• _本文ブロック_:
╭──
出産、育児をサポートするため週4日勤務への切り替えも

 その後、東京に戻った清海さん夫婦は、子供を授かる。

 周囲に頼れる親戚がいない東京で出産する奥さまを少しでもフォローしたいと思い、清海さんは仕事をセーブし、産前の検診に付き添ったり、必要なものをそろえたり、産後の育児に積極的に参加したりすることを決意する。

 「PE-BANKに週4日勤務が可能なプロジェクトを探してもらいました」(清海さん)

 PE-BANKは、清海さんの希望に応えてくれた。週の真ん中の水曜日を休みとし、月火木金の週4日勤務が可能な案件を紹介してもらった清海さんは、奥さまの産前、産後をサポートした。そのかいもあって、奥さまは無事に女の子を出産し、清海さんは父親になった。

 週4勤務のプロジェクトは8カ月ほど続けて契約終了。今はフルタイムのプロジェクトに移り、バリバリ働いているという。

 このように、ライフスタイルに合わせて働き方を自在に変えられるのも企業常駐型フリーランスならではの特長といえる。必要な期間だけ働き方を変え、また元に戻すといったことも自在だ。
╰──
• _表示された記録_:
╭──
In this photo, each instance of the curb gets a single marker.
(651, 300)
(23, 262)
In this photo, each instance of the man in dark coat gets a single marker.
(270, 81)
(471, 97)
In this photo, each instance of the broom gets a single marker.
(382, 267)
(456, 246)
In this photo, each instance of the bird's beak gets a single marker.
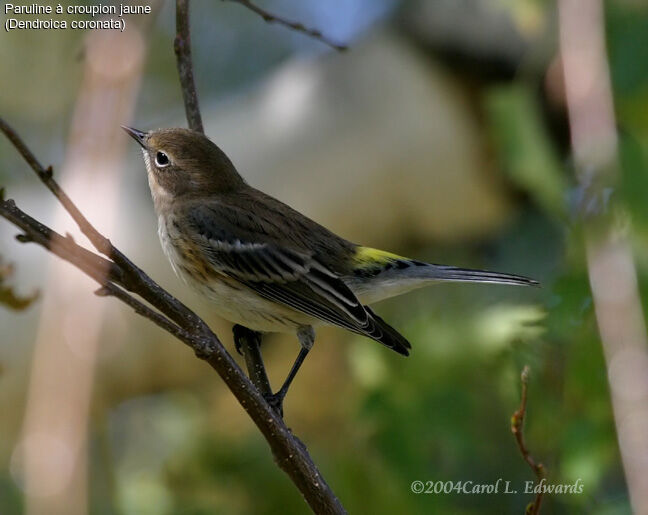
(137, 135)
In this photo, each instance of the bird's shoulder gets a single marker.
(251, 216)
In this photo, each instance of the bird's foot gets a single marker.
(240, 333)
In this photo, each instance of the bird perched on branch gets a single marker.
(266, 266)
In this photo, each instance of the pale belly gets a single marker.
(232, 300)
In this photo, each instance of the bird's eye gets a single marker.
(161, 159)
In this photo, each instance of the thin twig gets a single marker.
(118, 278)
(293, 25)
(182, 49)
(517, 427)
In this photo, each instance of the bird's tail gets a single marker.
(379, 275)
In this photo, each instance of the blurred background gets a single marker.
(442, 134)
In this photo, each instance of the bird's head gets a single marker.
(184, 162)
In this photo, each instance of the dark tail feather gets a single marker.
(383, 333)
(452, 273)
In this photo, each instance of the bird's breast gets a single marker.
(232, 300)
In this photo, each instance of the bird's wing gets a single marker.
(279, 273)
(282, 274)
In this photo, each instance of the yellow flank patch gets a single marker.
(368, 256)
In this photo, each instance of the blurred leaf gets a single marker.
(7, 295)
(634, 178)
(523, 146)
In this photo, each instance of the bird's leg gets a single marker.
(248, 344)
(241, 334)
(306, 336)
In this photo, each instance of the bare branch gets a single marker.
(248, 343)
(118, 276)
(8, 297)
(517, 427)
(293, 25)
(182, 49)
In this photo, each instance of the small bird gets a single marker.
(266, 266)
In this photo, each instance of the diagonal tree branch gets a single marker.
(117, 280)
(517, 428)
(119, 277)
(293, 25)
(247, 341)
(182, 49)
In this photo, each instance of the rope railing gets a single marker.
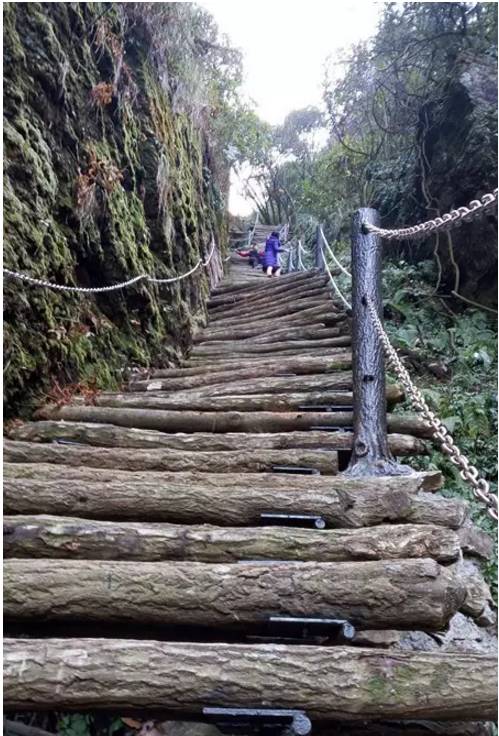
(331, 253)
(113, 287)
(454, 218)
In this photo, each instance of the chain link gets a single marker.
(114, 287)
(451, 219)
(467, 471)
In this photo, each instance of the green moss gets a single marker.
(156, 220)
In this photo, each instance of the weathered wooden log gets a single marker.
(253, 370)
(76, 674)
(258, 366)
(169, 460)
(221, 422)
(311, 290)
(375, 594)
(269, 329)
(244, 346)
(288, 334)
(342, 380)
(287, 308)
(223, 499)
(83, 539)
(267, 284)
(279, 288)
(392, 728)
(238, 401)
(109, 435)
(270, 302)
(325, 313)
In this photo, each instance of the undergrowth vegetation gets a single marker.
(452, 357)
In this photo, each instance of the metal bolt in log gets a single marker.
(370, 454)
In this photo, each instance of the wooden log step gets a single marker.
(285, 279)
(238, 400)
(220, 372)
(255, 295)
(169, 460)
(259, 365)
(342, 380)
(270, 302)
(380, 728)
(72, 538)
(325, 313)
(221, 422)
(226, 499)
(287, 346)
(109, 435)
(342, 682)
(287, 308)
(262, 335)
(402, 594)
(279, 294)
(269, 329)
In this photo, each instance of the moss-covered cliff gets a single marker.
(102, 181)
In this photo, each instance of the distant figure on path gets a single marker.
(271, 259)
(255, 257)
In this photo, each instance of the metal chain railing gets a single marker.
(451, 219)
(469, 473)
(99, 289)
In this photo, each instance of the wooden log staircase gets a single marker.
(191, 542)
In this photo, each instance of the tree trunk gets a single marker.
(108, 435)
(379, 594)
(229, 499)
(221, 422)
(73, 538)
(76, 674)
(169, 460)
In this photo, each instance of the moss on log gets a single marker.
(402, 594)
(75, 674)
(225, 499)
(110, 435)
(84, 539)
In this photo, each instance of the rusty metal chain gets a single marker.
(451, 219)
(467, 471)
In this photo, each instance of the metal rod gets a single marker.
(370, 453)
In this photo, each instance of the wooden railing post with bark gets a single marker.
(319, 255)
(370, 452)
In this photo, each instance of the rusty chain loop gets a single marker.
(99, 289)
(451, 219)
(467, 471)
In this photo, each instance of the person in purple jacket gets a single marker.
(270, 257)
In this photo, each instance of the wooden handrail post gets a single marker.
(370, 453)
(319, 256)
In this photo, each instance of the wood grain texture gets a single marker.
(366, 683)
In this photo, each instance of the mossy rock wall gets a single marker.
(102, 182)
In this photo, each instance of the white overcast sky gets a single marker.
(284, 48)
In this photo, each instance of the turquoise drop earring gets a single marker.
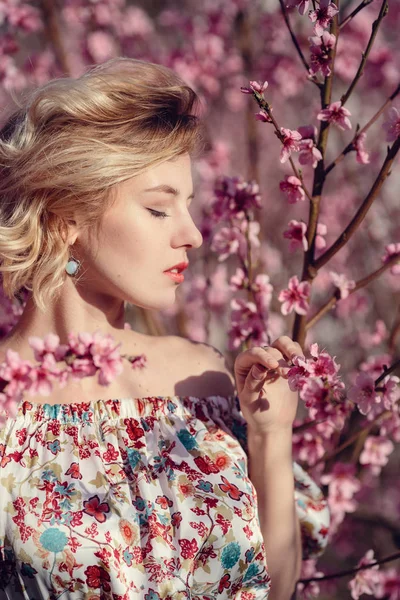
(72, 266)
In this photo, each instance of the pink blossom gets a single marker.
(320, 48)
(368, 340)
(390, 251)
(363, 393)
(49, 345)
(392, 124)
(17, 372)
(340, 281)
(308, 447)
(228, 241)
(389, 585)
(218, 292)
(309, 153)
(101, 45)
(263, 116)
(234, 197)
(238, 281)
(342, 487)
(323, 15)
(308, 132)
(290, 143)
(106, 357)
(302, 5)
(335, 113)
(390, 392)
(24, 17)
(365, 581)
(295, 297)
(292, 187)
(263, 290)
(311, 590)
(255, 86)
(296, 232)
(376, 452)
(136, 22)
(320, 242)
(245, 321)
(362, 155)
╰──
• _実行する課題_: 本文ブロックによると、週4日勤務の案件で清海さんが休みにしたのは何曜日か。

• _課題の解答_: 週の真ん中の水曜日。